Goal of the exercise:
Copy out the items below, replacing each "Identify" with "Locate" and keeping everything else the same.

Data listing:
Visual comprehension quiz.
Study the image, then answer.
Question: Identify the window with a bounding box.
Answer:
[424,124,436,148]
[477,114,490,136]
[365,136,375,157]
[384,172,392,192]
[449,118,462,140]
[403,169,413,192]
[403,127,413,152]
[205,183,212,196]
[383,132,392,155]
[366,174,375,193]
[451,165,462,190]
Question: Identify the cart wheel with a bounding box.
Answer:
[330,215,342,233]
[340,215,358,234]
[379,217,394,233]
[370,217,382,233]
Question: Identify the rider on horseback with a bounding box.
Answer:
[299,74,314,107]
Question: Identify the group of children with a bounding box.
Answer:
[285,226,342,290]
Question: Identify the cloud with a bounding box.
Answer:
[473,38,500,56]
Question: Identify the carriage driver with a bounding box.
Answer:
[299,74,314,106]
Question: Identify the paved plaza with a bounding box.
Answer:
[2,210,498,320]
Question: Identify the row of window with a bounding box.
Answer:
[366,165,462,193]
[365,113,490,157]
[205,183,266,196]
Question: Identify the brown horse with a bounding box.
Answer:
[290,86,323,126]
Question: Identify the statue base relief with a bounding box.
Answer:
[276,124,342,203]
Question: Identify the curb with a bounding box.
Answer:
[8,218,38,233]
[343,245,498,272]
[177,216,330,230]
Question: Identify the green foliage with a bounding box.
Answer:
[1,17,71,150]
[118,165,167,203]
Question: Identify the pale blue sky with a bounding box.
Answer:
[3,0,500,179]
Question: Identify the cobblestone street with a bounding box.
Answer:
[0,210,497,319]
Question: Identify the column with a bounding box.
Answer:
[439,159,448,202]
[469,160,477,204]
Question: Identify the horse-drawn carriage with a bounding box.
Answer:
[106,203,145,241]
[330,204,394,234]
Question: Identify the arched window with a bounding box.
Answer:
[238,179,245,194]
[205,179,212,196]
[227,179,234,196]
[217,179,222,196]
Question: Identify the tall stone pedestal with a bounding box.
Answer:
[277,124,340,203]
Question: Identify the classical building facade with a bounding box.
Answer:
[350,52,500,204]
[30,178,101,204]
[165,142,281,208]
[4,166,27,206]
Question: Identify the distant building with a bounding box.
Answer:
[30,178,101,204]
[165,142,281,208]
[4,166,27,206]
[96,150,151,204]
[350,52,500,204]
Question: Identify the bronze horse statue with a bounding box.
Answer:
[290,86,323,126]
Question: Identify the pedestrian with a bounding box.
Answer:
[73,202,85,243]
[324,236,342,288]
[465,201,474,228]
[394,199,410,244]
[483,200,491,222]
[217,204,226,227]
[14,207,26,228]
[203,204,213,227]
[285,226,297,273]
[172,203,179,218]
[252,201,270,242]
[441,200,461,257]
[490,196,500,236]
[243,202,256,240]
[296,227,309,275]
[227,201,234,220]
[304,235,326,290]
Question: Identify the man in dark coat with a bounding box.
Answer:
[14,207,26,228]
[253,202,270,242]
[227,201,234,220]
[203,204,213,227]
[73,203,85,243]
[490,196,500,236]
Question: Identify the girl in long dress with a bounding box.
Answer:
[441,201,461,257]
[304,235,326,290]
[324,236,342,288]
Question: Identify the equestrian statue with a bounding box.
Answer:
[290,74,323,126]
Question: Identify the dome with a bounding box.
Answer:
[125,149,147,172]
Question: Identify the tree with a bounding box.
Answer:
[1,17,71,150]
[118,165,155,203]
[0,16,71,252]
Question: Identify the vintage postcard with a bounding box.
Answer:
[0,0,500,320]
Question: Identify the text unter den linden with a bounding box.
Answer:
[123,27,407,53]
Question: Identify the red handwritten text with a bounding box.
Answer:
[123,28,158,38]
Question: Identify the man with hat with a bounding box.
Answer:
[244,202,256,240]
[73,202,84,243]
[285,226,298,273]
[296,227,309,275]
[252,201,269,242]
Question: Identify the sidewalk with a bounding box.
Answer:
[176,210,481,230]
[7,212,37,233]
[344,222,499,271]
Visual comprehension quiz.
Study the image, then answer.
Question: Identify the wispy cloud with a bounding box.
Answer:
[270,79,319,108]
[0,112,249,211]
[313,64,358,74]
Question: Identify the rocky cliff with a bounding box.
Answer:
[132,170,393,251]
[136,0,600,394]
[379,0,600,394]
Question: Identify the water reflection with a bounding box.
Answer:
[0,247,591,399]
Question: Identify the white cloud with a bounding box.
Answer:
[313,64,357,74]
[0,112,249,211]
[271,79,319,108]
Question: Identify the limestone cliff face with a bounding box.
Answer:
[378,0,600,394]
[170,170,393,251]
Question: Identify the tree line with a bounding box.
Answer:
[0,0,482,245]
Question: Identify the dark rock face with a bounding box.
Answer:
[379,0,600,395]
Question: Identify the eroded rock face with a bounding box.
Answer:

Response to this exercise:
Visual comprehension quiz.
Study the image, then answer.
Question: Locate the window with a bounding box.
Answer:
[424,124,436,148]
[477,114,490,136]
[365,136,375,157]
[384,172,392,192]
[449,118,462,140]
[403,169,413,192]
[403,127,413,152]
[205,183,212,196]
[383,132,392,155]
[366,174,375,193]
[451,165,462,190]
Question: Locate the cart wheel with a bounding box.
Answer:
[330,215,342,233]
[340,215,358,234]
[379,217,394,233]
[370,217,382,233]
Question: Locate the rider on horseback with a bounding box.
Answer:
[299,74,314,107]
Question: Locate the group of children with a bounding box.
Answer:
[285,226,342,290]
Question: Locate the cloud with a bounding box.
Answer:
[473,38,500,56]
Question: Locate the carriage driver with a bounding box.
Answer:
[299,74,314,106]
Question: Locate the paved plaza with a bounding box.
Answer:
[2,210,498,320]
Question: Locate the row of window with a bounding box.
Answer:
[366,165,462,193]
[365,113,490,157]
[205,183,266,196]
Question: Locate the brown horse with a bounding box.
Answer:
[290,86,323,126]
Question: Locate the statue base relief with a bounding box.
Answer:
[276,124,342,203]
Question: Locate the curb with a bounding box.
Answer:
[8,218,38,233]
[343,245,498,272]
[177,216,330,230]
Question: Locate the green foliage with a bounding box.
Answer:
[1,17,71,150]
[118,165,167,203]
Question: Locate the pale blue sky with a bounding box.
Answer:
[3,0,500,179]
Question: Locate the cobblestone street with a bounding box.
Answer:
[0,210,497,319]
Question: Locate the column with a bounding box.
Answer:
[439,159,448,202]
[469,160,477,204]
Question: Locate the horse-drawn carriage with a bounding box.
Answer:
[106,203,145,241]
[330,204,394,234]
Question: Locate the arched window with a bounding box.
Answer:
[238,179,245,194]
[205,179,212,196]
[227,179,234,196]
[217,179,222,196]
Question: Locate the tall stone pedestal with a bounding box.
Answer:
[277,124,340,203]
Question: Locate the classical building facade with a bounding box.
Answer:
[350,52,500,204]
[30,178,101,204]
[165,142,281,208]
[4,166,27,206]
Question: Locate the distant building with a bounding box.
Answer:
[30,178,101,204]
[165,142,281,208]
[4,166,27,206]
[96,150,151,204]
[350,52,500,204]
Question: Locate the bronze horse statue with a bounding box.
Answer:
[290,86,323,126]
Question: Locate the pedestrian with a bounding box.
Answer:
[73,202,85,243]
[324,236,342,288]
[465,201,474,228]
[394,199,410,244]
[483,200,491,222]
[217,204,226,227]
[14,207,26,228]
[203,204,213,227]
[285,226,297,273]
[172,203,179,218]
[252,201,270,242]
[441,200,461,257]
[490,196,500,236]
[243,202,256,240]
[296,227,309,275]
[227,201,234,220]
[304,235,326,290]
Question: Locate the man in dark coat with a bounding box.
Answer:
[14,207,26,228]
[253,202,270,242]
[227,201,234,220]
[203,204,213,227]
[73,203,85,243]
[490,196,500,236]
Question: Locate the girl in long dress with a bounding box.
Answer:
[441,201,461,257]
[304,235,326,290]
[324,236,342,288]
Question: Locate the equestrian statue with a bounding box.
Answer:
[290,74,323,126]
Question: Locate the dome with a bounding box.
Answer:
[125,149,147,172]
Question: Locate the tree with a bounding box.
Answer:
[1,17,71,150]
[118,165,155,203]
[0,16,71,252]
Question: Locate the vintage postcard with a bounding box.
Answer:
[0,0,500,320]
Question: Locate the text unter den linden with a bounding box.
Answer:
[123,27,407,53]
Question: Locate the red handwritten text with a bounding box.
Answer:
[123,28,158,38]
Question: Locate the man with hat with a bounding box.
Answer:
[244,202,256,240]
[73,202,84,243]
[285,226,298,273]
[296,227,309,275]
[252,201,269,242]
Question: Locate the sidewalk with a bounding box.
Answer:
[176,210,481,230]
[7,212,37,233]
[344,222,499,271]
Visual comprehension quiz.
Study the image, then answer.
Question: Locate the wispy cloud with a bounding box.
Answer:
[270,79,319,108]
[0,112,249,211]
[313,64,358,74]
Question: Locate the rocky cliff with a bounding box.
Answer:
[132,170,393,251]
[136,0,600,394]
[379,0,600,394]
Question: Locate the water reflection with a bounding box.
Answer:
[0,247,591,399]
Question: Locate the white cloud with a bounding box.
Answer:
[313,64,357,74]
[0,112,249,211]
[271,79,319,108]
Question: Locate the limestone cliff face with a bounding box.
Answer:
[378,0,600,394]
[170,170,393,251]
Question: Locate the tree line with a bounding box.
Answer:
[0,0,482,245]
Question: Locate the dark rock face with a bounding box.
Answer:
[379,0,600,395]
Question: Locate the eroded rock face with a bounding box.
Answer:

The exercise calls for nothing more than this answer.